▶ _AUFGABENSTELLUNG_
Gib bitte aus dem folgenden Text über das Abendmenü den Abschnitt zwischen „Die Lachsforelle wird“ und „die ihresgleichen sucht.“, beide Stellen eingeschlossen, wortgetreu zurück.

▶ _VORLIEGENDER TEXT_
****
Als nächstes folgt ein knuspriges „One Biter“ Crustard u.a. mit Mandarine – und ist eigentlich viel zu schade mit nur einem Biss im Mund verschwinden zu lassen. Man sollte es daher zumindest noch ein wenig auf der Zunge zergehen lassen um von dem Vergnügen noch ein bisschen länger etwas zu haben.

Seit Anfang an auf der Karte und schwer zu toppen, wird etwa auf der Hälfte des Abends das Signature Dish Lachsforelle Kimchi serviert.
Die Lachsforelle wird mit einem Jahr fermentiertem Spitzkohlsaft und ordentlich Crunch on top von der Fischhaut serviert. On top ist auch der Geschmack an diesem Abend wieder.

Mit dem bereits oben erwähnten Sherry ist das nicht nur ein wärmendes Gericht zu der Jahreszeit, sondern auch eine einzigartige Kombination, die ihresgleichen sucht.
****
▶ _BEREITGESTELLTE ANGABEN_

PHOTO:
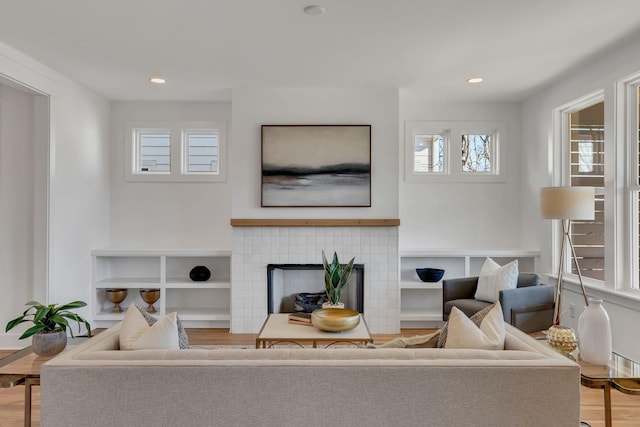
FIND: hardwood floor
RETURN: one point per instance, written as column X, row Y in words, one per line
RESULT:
column 625, row 408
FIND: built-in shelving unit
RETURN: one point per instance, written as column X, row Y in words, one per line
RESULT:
column 421, row 302
column 199, row 304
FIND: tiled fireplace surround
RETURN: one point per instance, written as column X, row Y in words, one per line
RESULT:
column 254, row 247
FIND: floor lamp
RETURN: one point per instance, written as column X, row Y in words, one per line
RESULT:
column 567, row 204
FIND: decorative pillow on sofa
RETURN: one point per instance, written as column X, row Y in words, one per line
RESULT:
column 183, row 338
column 493, row 279
column 136, row 334
column 476, row 319
column 463, row 333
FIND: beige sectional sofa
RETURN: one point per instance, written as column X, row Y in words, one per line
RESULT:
column 95, row 385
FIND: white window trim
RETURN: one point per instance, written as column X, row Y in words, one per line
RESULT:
column 627, row 137
column 177, row 173
column 452, row 161
column 561, row 176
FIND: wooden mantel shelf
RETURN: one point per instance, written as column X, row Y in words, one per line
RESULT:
column 382, row 222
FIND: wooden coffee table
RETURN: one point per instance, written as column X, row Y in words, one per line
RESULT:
column 277, row 329
column 22, row 368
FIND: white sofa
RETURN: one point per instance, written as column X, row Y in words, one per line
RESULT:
column 96, row 385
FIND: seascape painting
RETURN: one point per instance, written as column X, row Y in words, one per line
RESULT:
column 316, row 165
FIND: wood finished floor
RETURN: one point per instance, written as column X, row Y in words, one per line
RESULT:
column 625, row 408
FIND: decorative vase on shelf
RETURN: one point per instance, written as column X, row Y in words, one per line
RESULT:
column 594, row 334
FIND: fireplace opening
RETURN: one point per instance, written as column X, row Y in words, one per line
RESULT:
column 286, row 281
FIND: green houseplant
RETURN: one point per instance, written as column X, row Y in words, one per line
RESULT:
column 336, row 277
column 50, row 324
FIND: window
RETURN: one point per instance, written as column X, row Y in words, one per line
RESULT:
column 154, row 150
column 632, row 89
column 586, row 168
column 428, row 151
column 202, row 149
column 176, row 151
column 432, row 156
column 477, row 152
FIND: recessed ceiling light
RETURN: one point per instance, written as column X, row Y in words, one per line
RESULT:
column 314, row 10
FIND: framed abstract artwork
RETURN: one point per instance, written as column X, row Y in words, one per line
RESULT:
column 316, row 166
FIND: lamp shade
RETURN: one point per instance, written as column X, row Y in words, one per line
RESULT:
column 574, row 203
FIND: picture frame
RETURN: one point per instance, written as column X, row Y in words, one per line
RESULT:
column 316, row 166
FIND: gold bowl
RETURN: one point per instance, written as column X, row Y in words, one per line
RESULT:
column 150, row 296
column 116, row 296
column 335, row 319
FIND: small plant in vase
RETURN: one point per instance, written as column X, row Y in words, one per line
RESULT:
column 50, row 324
column 336, row 278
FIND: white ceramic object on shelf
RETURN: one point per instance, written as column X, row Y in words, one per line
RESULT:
column 594, row 334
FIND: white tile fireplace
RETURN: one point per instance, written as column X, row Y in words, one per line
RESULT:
column 254, row 247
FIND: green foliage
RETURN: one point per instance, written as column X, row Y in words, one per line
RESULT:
column 49, row 318
column 336, row 277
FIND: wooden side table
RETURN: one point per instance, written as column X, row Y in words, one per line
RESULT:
column 22, row 367
column 622, row 374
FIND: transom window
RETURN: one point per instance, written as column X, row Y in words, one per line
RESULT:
column 431, row 156
column 176, row 151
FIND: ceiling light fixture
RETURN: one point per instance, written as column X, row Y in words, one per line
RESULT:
column 314, row 10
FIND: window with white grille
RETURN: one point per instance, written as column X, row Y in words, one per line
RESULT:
column 153, row 149
column 433, row 150
column 201, row 151
column 176, row 151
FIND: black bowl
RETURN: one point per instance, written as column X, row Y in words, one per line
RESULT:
column 200, row 273
column 430, row 274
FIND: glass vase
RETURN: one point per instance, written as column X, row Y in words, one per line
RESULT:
column 594, row 334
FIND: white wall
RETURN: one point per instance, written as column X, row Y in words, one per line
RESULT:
column 437, row 215
column 537, row 147
column 167, row 215
column 254, row 107
column 78, row 184
column 17, row 161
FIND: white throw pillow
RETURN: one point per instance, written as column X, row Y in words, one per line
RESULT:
column 493, row 279
column 136, row 334
column 463, row 333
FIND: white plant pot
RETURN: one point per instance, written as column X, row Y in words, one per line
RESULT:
column 594, row 334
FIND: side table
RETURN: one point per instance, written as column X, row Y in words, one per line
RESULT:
column 622, row 374
column 23, row 367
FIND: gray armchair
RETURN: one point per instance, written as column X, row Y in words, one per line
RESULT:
column 529, row 306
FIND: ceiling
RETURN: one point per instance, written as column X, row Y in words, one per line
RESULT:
column 204, row 48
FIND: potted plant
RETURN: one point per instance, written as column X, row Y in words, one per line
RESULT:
column 50, row 323
column 336, row 278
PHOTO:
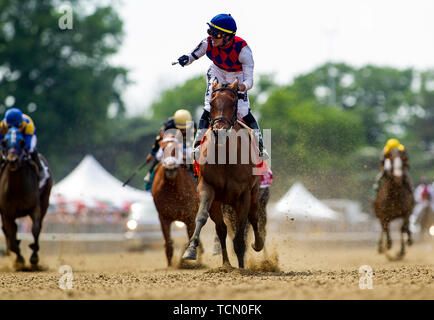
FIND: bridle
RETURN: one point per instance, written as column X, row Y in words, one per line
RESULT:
column 232, row 121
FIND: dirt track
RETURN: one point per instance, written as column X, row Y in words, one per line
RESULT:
column 294, row 270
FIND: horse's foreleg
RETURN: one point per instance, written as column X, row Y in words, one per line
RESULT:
column 8, row 250
column 206, row 196
column 168, row 245
column 388, row 237
column 217, row 247
column 253, row 218
column 406, row 227
column 190, row 231
column 242, row 210
column 10, row 228
column 36, row 230
column 221, row 229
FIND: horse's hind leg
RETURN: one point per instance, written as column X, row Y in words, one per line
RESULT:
column 253, row 218
column 10, row 229
column 36, row 230
column 165, row 228
column 242, row 210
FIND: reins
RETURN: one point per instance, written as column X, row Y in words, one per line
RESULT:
column 234, row 119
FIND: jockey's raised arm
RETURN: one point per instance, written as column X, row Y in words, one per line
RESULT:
column 245, row 58
column 232, row 61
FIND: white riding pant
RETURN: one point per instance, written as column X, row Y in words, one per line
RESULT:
column 223, row 77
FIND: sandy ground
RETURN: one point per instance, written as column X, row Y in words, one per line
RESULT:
column 292, row 270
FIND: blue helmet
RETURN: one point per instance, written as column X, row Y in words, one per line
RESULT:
column 223, row 23
column 14, row 117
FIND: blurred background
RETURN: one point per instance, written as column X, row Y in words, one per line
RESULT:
column 333, row 81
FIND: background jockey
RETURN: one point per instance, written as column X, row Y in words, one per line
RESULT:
column 392, row 144
column 180, row 121
column 15, row 118
column 424, row 196
column 232, row 60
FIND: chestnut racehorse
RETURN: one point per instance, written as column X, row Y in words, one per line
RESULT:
column 21, row 195
column 227, row 181
column 394, row 200
column 231, row 219
column 174, row 192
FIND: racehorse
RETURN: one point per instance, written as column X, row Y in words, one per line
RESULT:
column 394, row 200
column 231, row 219
column 226, row 181
column 174, row 192
column 21, row 195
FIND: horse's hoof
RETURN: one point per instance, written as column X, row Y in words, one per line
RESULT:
column 34, row 259
column 190, row 254
column 19, row 264
column 217, row 250
column 258, row 247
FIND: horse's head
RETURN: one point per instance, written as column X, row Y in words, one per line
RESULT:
column 13, row 148
column 224, row 106
column 393, row 165
column 172, row 158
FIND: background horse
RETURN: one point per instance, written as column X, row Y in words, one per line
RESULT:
column 394, row 200
column 20, row 195
column 222, row 182
column 174, row 192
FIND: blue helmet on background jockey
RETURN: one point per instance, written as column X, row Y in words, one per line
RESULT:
column 222, row 24
column 14, row 117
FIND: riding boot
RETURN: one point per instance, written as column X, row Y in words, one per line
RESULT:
column 35, row 157
column 251, row 122
column 203, row 127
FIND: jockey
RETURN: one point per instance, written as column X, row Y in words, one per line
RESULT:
column 390, row 145
column 15, row 118
column 181, row 120
column 232, row 60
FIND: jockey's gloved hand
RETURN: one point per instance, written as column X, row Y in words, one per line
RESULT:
column 183, row 60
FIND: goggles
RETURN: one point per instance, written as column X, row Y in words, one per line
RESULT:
column 214, row 34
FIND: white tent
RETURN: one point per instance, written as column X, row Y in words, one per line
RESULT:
column 89, row 181
column 298, row 202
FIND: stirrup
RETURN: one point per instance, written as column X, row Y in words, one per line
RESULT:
column 147, row 178
column 264, row 155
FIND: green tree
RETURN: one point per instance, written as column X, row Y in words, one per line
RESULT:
column 61, row 78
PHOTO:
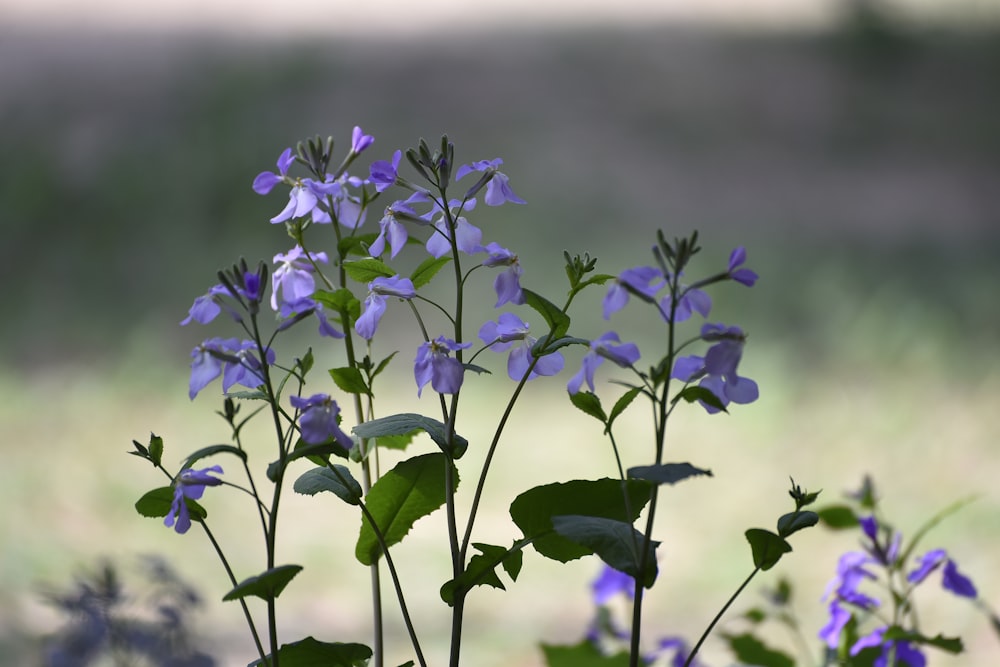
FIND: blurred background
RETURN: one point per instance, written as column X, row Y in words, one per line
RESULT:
column 851, row 146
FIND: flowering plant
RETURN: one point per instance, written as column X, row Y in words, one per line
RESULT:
column 327, row 208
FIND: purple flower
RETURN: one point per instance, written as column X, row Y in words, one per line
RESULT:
column 378, row 289
column 433, row 364
column 718, row 368
column 293, row 278
column 611, row 582
column 498, row 188
column 189, row 484
column 383, row 174
column 266, row 180
column 743, row 276
column 951, row 578
column 294, row 312
column 508, row 332
column 318, row 420
column 608, row 346
column 507, row 284
column 360, row 141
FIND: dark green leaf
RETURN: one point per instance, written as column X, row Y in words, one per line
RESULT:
column 212, row 450
column 615, row 542
column 267, row 585
column 557, row 320
column 344, row 486
column 793, row 522
column 838, row 517
column 312, row 653
column 533, row 510
column 767, row 547
column 584, row 654
column 667, row 473
column 424, row 273
column 367, row 270
column 694, row 393
column 406, row 423
column 350, row 380
column 589, row 403
column 751, row 651
column 156, row 504
column 411, row 490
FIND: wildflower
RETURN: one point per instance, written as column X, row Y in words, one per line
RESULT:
column 498, row 188
column 318, row 420
column 509, row 332
column 189, row 484
column 507, row 284
column 378, row 289
column 607, row 346
column 433, row 364
column 293, row 278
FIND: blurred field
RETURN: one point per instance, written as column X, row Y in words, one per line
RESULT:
column 858, row 166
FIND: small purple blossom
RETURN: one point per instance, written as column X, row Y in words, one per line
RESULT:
column 607, row 346
column 510, row 332
column 293, row 277
column 374, row 306
column 266, row 180
column 189, row 484
column 507, row 284
column 742, row 276
column 318, row 420
column 498, row 188
column 435, row 365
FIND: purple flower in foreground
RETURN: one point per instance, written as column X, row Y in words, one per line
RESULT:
column 718, row 368
column 608, row 346
column 360, row 141
column 510, row 331
column 318, row 420
column 189, row 484
column 293, row 277
column 611, row 582
column 498, row 188
column 743, row 276
column 507, row 284
column 433, row 364
column 266, row 180
column 378, row 289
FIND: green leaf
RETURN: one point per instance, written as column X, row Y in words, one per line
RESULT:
column 616, row 543
column 584, row 654
column 428, row 268
column 694, row 393
column 481, row 569
column 367, row 270
column 751, row 651
column 155, row 449
column 622, row 403
column 533, row 510
column 267, row 585
column 344, row 486
column 156, row 504
column 667, row 473
column 793, row 522
column 411, row 490
column 212, row 450
column 837, row 517
column 350, row 380
column 312, row 653
column 767, row 547
column 557, row 320
column 406, row 423
column 589, row 403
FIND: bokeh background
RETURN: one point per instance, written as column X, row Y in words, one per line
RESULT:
column 852, row 147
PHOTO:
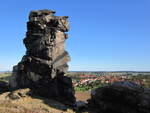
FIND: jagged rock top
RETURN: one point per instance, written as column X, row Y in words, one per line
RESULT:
column 48, row 18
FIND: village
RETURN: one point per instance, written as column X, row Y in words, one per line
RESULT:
column 89, row 82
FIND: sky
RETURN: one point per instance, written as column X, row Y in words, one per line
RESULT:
column 105, row 35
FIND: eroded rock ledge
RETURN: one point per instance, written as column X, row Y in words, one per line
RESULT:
column 43, row 66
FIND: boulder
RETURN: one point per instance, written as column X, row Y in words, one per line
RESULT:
column 43, row 66
column 121, row 97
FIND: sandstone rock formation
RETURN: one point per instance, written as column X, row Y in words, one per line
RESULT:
column 121, row 97
column 42, row 68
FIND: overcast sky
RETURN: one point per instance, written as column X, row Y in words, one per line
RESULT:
column 105, row 35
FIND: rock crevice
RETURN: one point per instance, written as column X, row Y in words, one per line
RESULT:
column 43, row 66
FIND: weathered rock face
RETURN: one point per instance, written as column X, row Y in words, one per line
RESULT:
column 121, row 97
column 42, row 68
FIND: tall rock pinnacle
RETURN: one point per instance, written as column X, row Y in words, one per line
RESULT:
column 42, row 68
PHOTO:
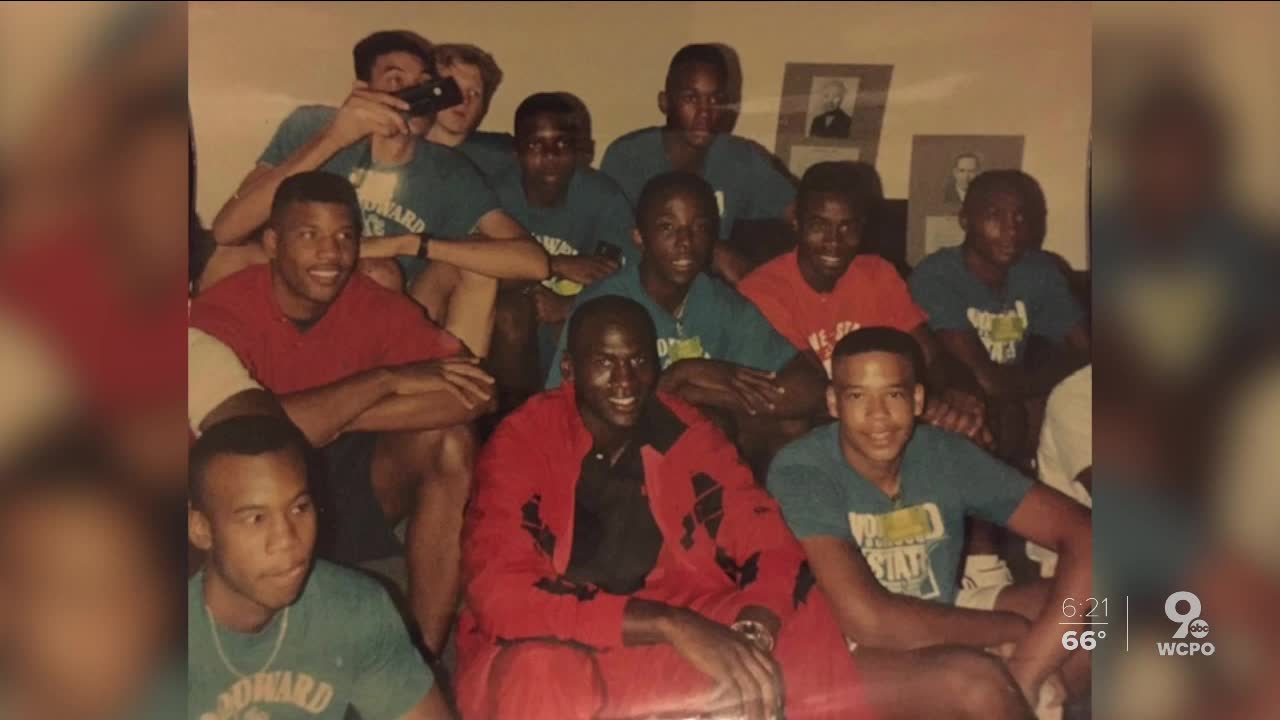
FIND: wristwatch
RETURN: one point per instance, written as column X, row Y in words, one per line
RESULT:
column 754, row 632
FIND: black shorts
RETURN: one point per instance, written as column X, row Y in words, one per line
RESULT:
column 352, row 524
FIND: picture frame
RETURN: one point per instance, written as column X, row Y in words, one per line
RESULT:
column 831, row 112
column 941, row 168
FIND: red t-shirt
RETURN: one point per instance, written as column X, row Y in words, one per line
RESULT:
column 366, row 327
column 871, row 294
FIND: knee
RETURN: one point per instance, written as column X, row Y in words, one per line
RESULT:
column 978, row 684
column 513, row 317
column 447, row 455
column 384, row 272
column 536, row 679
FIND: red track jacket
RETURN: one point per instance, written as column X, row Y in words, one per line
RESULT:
column 722, row 534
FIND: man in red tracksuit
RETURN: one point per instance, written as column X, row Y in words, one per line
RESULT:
column 620, row 560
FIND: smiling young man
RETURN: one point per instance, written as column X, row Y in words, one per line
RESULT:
column 261, row 638
column 621, row 561
column 880, row 504
column 423, row 204
column 826, row 288
column 574, row 212
column 383, row 392
column 716, row 349
column 746, row 183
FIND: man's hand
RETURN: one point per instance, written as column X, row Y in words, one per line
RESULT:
column 583, row 269
column 757, row 391
column 748, row 680
column 959, row 413
column 365, row 113
column 461, row 377
column 551, row 308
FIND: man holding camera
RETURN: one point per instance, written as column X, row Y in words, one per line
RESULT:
column 423, row 204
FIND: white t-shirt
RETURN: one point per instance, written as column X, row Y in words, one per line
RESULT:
column 1065, row 449
column 214, row 373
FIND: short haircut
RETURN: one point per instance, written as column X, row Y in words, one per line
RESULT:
column 243, row 436
column 666, row 186
column 453, row 54
column 384, row 42
column 552, row 104
column 609, row 308
column 858, row 183
column 698, row 54
column 1016, row 182
column 882, row 340
column 318, row 186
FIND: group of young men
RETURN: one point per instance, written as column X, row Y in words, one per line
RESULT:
column 712, row 490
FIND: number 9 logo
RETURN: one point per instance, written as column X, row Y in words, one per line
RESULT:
column 1184, row 620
****
▶ _GELÖSTE AUFGABE_
Die Lachsforelle wird mit einem Jahr fermentiertem Spitzkohlsaft und ordentlich Crunch on top von der Fischhaut serviert. On top ist auch der Geschmack an diesem Abend wieder.

Mit dem bereits oben erwähnten Sherry ist das nicht nur ein wärmendes Gericht zu der Jahreszeit, sondern auch eine einzigartige Kombination, die ihresgleichen sucht.